> **To-do item**:
Could you return the data below exactly as it appears?
>>
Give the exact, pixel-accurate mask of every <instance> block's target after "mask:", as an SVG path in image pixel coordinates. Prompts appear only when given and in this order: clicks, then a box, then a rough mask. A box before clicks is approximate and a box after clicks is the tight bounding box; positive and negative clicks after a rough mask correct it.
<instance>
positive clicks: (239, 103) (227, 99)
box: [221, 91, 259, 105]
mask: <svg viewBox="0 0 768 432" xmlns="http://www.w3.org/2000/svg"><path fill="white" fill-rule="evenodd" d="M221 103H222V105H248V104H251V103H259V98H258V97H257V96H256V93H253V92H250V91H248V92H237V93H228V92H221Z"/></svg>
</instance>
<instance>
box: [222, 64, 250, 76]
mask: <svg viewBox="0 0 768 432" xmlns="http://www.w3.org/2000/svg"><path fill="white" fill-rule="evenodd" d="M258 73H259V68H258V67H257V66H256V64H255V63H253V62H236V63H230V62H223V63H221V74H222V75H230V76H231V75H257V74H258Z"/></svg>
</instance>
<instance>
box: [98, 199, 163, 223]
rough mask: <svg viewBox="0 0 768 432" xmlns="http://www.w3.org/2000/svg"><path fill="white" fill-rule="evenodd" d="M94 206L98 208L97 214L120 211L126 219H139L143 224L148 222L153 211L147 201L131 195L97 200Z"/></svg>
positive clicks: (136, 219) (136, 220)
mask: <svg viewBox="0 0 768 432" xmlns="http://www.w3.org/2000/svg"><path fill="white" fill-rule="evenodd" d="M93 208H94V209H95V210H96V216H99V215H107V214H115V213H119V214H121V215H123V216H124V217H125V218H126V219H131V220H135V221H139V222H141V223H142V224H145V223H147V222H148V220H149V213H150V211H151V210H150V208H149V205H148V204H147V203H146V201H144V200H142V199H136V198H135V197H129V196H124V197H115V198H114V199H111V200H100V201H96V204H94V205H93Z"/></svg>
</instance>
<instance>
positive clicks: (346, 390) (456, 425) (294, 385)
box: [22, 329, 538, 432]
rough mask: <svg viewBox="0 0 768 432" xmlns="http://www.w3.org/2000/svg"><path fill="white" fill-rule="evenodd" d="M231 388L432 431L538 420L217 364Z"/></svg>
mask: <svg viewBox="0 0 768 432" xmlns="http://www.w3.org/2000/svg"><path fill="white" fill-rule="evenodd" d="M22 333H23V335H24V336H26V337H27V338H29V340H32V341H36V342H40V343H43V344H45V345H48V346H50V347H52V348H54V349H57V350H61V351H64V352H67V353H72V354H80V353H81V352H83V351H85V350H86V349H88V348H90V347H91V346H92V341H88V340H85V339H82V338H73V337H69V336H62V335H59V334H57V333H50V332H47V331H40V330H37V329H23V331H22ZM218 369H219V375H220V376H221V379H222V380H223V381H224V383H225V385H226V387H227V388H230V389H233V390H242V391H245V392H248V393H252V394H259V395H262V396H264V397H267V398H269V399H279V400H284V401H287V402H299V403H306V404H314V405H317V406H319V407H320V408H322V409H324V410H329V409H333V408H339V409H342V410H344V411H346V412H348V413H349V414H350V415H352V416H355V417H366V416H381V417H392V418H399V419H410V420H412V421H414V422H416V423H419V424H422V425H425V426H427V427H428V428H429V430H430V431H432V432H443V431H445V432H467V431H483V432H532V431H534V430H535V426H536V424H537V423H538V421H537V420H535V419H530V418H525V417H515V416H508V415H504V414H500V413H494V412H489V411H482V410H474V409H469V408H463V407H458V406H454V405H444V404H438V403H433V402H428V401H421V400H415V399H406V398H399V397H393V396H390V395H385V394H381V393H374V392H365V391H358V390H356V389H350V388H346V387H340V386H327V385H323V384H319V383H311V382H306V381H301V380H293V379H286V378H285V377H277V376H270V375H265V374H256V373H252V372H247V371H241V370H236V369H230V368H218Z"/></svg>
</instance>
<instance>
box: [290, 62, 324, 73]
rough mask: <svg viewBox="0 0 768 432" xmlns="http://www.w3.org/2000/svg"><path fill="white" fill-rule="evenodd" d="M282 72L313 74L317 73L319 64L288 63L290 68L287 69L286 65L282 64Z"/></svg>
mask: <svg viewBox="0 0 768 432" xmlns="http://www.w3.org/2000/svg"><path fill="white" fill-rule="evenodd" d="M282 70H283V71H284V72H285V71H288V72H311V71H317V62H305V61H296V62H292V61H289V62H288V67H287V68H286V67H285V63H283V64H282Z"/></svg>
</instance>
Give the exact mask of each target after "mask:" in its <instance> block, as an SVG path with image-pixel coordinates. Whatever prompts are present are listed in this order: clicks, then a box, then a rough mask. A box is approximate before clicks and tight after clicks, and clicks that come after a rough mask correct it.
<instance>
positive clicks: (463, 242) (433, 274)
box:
<<
> **Exercise answer**:
Give the exact, pixel-accurate mask of every <instance> block's target after "mask:", as an SVG path in image pixel coordinates. Prompts appear only when given and in this order: clicks, then a box, then a rough mask. A box before clicks is approximate and a box after clicks is the tight bounding box; positive and negative clicks after a rough mask correct it.
<instance>
positive clicks: (239, 103) (227, 99)
box: [221, 91, 259, 105]
mask: <svg viewBox="0 0 768 432" xmlns="http://www.w3.org/2000/svg"><path fill="white" fill-rule="evenodd" d="M221 103H222V105H248V104H251V103H259V98H258V97H257V96H256V93H253V92H250V91H248V92H237V93H228V92H221Z"/></svg>
</instance>
<instance>
box: [222, 64, 250, 76]
mask: <svg viewBox="0 0 768 432" xmlns="http://www.w3.org/2000/svg"><path fill="white" fill-rule="evenodd" d="M258 73H259V68H258V67H257V66H256V64H255V63H253V62H236V63H230V62H223V63H221V74H222V75H230V76H231V75H257V74H258Z"/></svg>
</instance>
<instance>
box: [98, 199, 163, 223]
rough mask: <svg viewBox="0 0 768 432" xmlns="http://www.w3.org/2000/svg"><path fill="white" fill-rule="evenodd" d="M94 206L98 208L97 214L120 211L126 219H139L143 224L148 222L153 211L147 201L131 195L97 200Z"/></svg>
positive clicks: (136, 219) (136, 220)
mask: <svg viewBox="0 0 768 432" xmlns="http://www.w3.org/2000/svg"><path fill="white" fill-rule="evenodd" d="M93 208H94V209H95V210H96V216H99V215H107V214H115V213H119V214H121V215H123V216H124V217H125V218H126V219H131V220H135V221H139V222H141V223H142V224H145V223H147V222H148V220H149V213H150V211H151V210H150V208H149V205H148V204H147V203H146V201H144V200H142V199H136V198H135V197H129V196H124V197H115V198H114V199H111V200H100V201H96V204H94V205H93Z"/></svg>
</instance>
<instance>
positive clicks: (346, 390) (456, 425) (294, 385)
box: [22, 329, 538, 432]
rough mask: <svg viewBox="0 0 768 432" xmlns="http://www.w3.org/2000/svg"><path fill="white" fill-rule="evenodd" d="M231 388L432 431L538 420L217 364Z"/></svg>
mask: <svg viewBox="0 0 768 432" xmlns="http://www.w3.org/2000/svg"><path fill="white" fill-rule="evenodd" d="M22 333H23V335H24V336H26V337H27V338H29V340H32V341H36V342H40V343H43V344H45V345H48V346H50V347H52V348H54V349H57V350H61V351H64V352H67V353H72V354H80V353H81V352H83V351H85V350H86V349H88V348H90V347H91V346H92V341H88V340H85V339H82V338H73V337H69V336H62V335H59V334H57V333H50V332H47V331H40V330H37V329H23V331H22ZM218 369H219V375H220V376H221V379H222V380H223V381H224V383H225V385H226V387H227V388H230V389H233V390H242V391H245V392H248V393H252V394H259V395H262V396H264V397H267V398H269V399H279V400H284V401H287V402H299V403H306V404H314V405H317V406H319V407H320V408H322V409H324V410H329V409H333V408H339V409H342V410H344V411H346V412H348V413H349V414H350V415H352V416H355V417H366V416H381V417H392V418H399V419H410V420H412V421H414V422H416V423H419V424H422V425H425V426H427V427H428V428H429V430H430V431H432V432H443V431H445V432H467V431H483V432H532V431H534V430H535V426H536V424H537V423H538V421H537V420H535V419H530V418H525V417H515V416H508V415H504V414H500V413H494V412H489V411H482V410H474V409H469V408H463V407H458V406H454V405H444V404H438V403H433V402H428V401H421V400H415V399H406V398H399V397H393V396H390V395H385V394H381V393H374V392H365V391H358V390H356V389H350V388H346V387H340V386H327V385H323V384H319V383H311V382H306V381H301V380H293V379H286V378H285V377H277V376H270V375H265V374H256V373H252V372H247V371H241V370H236V369H230V368H218Z"/></svg>
</instance>
<instance>
box: [290, 62, 324, 73]
rough mask: <svg viewBox="0 0 768 432" xmlns="http://www.w3.org/2000/svg"><path fill="white" fill-rule="evenodd" d="M282 72L313 74L317 73L319 64L288 63L290 68L287 69L286 65L282 64Z"/></svg>
mask: <svg viewBox="0 0 768 432" xmlns="http://www.w3.org/2000/svg"><path fill="white" fill-rule="evenodd" d="M282 70H283V71H284V72H285V71H288V72H311V71H317V62H305V61H296V62H292V61H289V62H288V67H287V68H286V67H285V63H283V64H282Z"/></svg>
</instance>
Give the exact mask of each target after "mask:" in its <instance> block, as an SVG path with image-pixel coordinates. Whatever prompts are present are listed in this order: clicks, then a box, then a rough mask. A box is approximate before clicks and tight after clicks, and clicks that come after a rough mask correct it.
<instance>
positive clicks: (463, 242) (433, 274)
box:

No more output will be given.